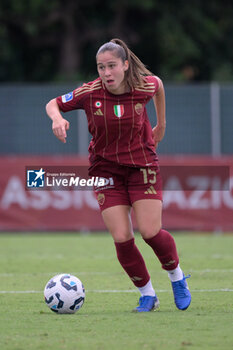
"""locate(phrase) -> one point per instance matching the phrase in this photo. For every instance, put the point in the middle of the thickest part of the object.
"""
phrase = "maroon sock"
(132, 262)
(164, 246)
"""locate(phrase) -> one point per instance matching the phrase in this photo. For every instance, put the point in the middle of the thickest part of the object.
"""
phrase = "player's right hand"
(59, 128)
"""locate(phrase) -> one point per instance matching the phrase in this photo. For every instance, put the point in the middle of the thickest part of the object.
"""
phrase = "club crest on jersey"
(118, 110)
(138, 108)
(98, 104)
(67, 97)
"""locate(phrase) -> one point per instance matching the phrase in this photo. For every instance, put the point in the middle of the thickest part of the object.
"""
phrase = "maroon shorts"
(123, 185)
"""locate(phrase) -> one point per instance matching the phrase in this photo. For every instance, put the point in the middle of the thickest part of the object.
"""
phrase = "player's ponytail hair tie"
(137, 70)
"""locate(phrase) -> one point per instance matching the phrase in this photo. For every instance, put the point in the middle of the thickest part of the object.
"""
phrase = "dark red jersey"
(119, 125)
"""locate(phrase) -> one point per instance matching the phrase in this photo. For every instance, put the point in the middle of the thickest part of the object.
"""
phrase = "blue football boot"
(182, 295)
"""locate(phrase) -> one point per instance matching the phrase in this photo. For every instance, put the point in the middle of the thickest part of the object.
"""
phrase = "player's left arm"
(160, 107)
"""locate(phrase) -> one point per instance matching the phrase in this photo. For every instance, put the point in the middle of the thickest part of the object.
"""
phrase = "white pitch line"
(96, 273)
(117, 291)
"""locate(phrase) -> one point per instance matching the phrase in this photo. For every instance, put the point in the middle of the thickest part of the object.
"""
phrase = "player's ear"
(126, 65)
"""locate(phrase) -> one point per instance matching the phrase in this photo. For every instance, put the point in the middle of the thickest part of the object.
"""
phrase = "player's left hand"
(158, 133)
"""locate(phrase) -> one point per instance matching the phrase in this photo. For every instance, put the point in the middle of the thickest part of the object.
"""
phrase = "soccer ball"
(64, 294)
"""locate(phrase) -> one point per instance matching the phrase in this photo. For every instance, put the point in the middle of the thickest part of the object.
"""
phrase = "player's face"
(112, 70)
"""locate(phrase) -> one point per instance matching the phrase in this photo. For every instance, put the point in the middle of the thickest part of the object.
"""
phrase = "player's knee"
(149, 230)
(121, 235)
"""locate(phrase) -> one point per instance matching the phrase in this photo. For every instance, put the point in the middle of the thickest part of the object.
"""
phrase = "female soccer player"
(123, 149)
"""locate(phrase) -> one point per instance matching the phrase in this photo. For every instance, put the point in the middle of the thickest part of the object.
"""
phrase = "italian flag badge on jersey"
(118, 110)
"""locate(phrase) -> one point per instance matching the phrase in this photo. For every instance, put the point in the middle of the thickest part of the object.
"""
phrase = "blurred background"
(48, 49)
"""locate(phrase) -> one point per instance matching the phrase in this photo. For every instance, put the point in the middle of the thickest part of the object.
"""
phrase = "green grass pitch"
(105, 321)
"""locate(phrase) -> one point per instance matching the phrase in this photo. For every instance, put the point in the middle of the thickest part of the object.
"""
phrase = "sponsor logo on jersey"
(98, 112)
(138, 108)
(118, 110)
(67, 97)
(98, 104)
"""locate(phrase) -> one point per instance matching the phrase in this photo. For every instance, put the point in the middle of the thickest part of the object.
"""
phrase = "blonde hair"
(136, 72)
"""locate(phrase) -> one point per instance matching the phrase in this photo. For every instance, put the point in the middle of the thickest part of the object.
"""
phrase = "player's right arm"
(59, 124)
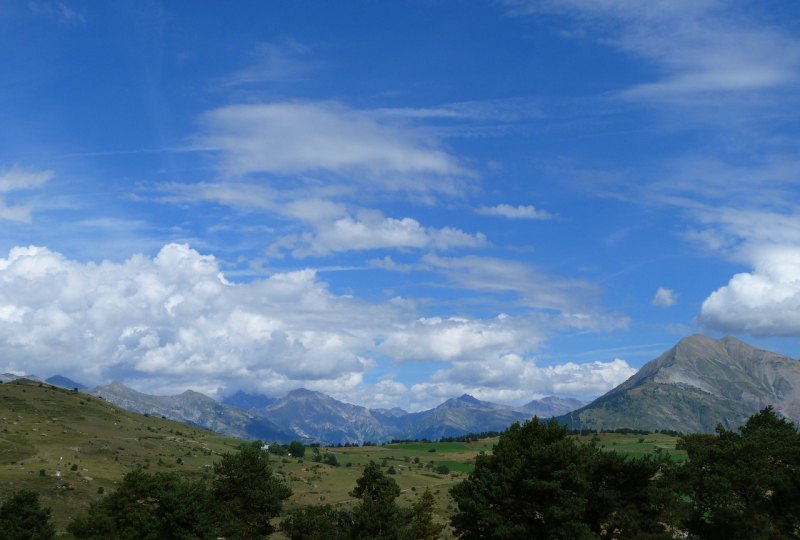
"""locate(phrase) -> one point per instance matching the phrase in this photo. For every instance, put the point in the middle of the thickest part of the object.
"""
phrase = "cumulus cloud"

— Your instructions —
Reproduce the data verbatim. Do not carry any picture into the copy.

— Solution to this exercise —
"""locate(phrase) -> one point per instance matching the phrase in this photo. For every instance, put the point in the middle of the thickest part of the object.
"""
phrase = "maroon sock"
(132, 262)
(164, 246)
"""locate(phrase) -> one point per instance matching the phrase in this photo. For every instance, put the point in the middle of the thickest part of the object.
"""
phrase = "player's right hand"
(59, 128)
"""locate(phrase) -> one point per instance matching the phrase in this photo. For every instance, put the point in the middle of the thickest part of the object.
"""
phrase = "club crest on jersey"
(118, 110)
(138, 108)
(98, 104)
(67, 97)
"""locate(phrase) -> one point per instance matching the phrase in this photo. For every instance, put the point in the middle of the thickest part of the object.
"""
phrase = "maroon shorts"
(123, 185)
"""locate(phrase) -> one point per instance matching the phrase in this photo. For every instance, put the point in the middle of the thickest part of the object.
"""
phrase = "player's ponytail hair tie"
(137, 70)
"""locate(phrase) -> one point per instance matching the phrase in this photo. For every instance, put the point in the middle of the thickest part of the object.
"""
phrase = "dark red jersey"
(119, 125)
"""locate(phrase) -> one point per instance matching the phrase in this photo. For every instance, put the point in the middle of the thickest part of the object.
"""
phrase = "blue football boot"
(182, 295)
"""locate(phrase) -> one point per instance matching the phrase in this photo. For every instance, put the point in the middle of the thickest part of the object.
"""
phrase = "player's left arm"
(160, 107)
"""locate(phrase) -> one point per instance matching the phrase in this photo. For every instance, put the point in the middle of the thickest part of the object.
"""
phrase = "white pitch line"
(96, 273)
(117, 291)
"""locate(phrase) -> one point per instance matching the phrase in this photo. For every instance, put the point in the middle of the thickest part of the object.
"""
phrase = "player's ear"
(126, 65)
"""locate(phrase) -> one point per instance matching the phrase in this photo. For every instance, put the point in the middle of the thickest part of the object.
"""
phrase = "player's left hand"
(158, 133)
"""locate(phrase) -> one point per instance matching the phrase in this photo. For every instance, put the point in the middle of the thickest part of the object.
"""
phrase = "soccer ball"
(64, 294)
"""locate(phrase) -> one point per instance matching the phrase in this photo. For every instance, put the point in the middle of the thickest part of the object.
"""
phrase = "player's face"
(112, 70)
"""locate(phrase) -> one point per instance matching the phrase in this photo. For every instance, put the point in the middle of the thickest part of the object.
"""
phrase = "player's knee"
(149, 230)
(121, 235)
"""locate(phrase) -> one point per instance matching the phrase in this photo. For every instance, put the point in the middle of the thickest part of the object.
"""
phrase = "female soccer player"
(123, 149)
"""locate(phrase) -> one point per instance matching the phrase in this photo. For every instance, put the point in the middle of the thickest part of the object.
"""
phrase = "italian flag badge on jersey"
(118, 110)
"""locate(phrase) -> one point per instance matching the phrase in this photo. For every instance, put the point in the middle of the thickest part of the object.
"""
phrase = "blurred background"
(48, 49)
"""locate(phrase) -> one point per instance matching the phrase in this photo. For every instance, put the point in the middle of the thickest part of the object.
"""
phrase = "green grass pitch"
(105, 321)
"""locate(phrase) -> one point per instance matching the phrase in this photo. For every instance, put the point in the middle of the thickest part of the object.
"""
phrase = "sponsor logo on jersey"
(98, 112)
(138, 108)
(118, 110)
(67, 97)
(98, 104)
"""locate(phrase) -> one point per instance matching the phrase in this photo. For every instance, put the point in the middle of the thickest part of the object.
"""
phrase = "blonde hair"
(136, 72)
"""locate(phrase) -> one point per instance matching the phrase in this photo. For every instance, put the point in the middle of the thickest part of the object.
"""
phrase = "player's right arm"
(59, 124)
"""locate(phrase) -> one point per instance matching the phrase in this photo. For every instance, put the point in the middle of the thickest part of the object.
"""
phrase = "cumulus cloud"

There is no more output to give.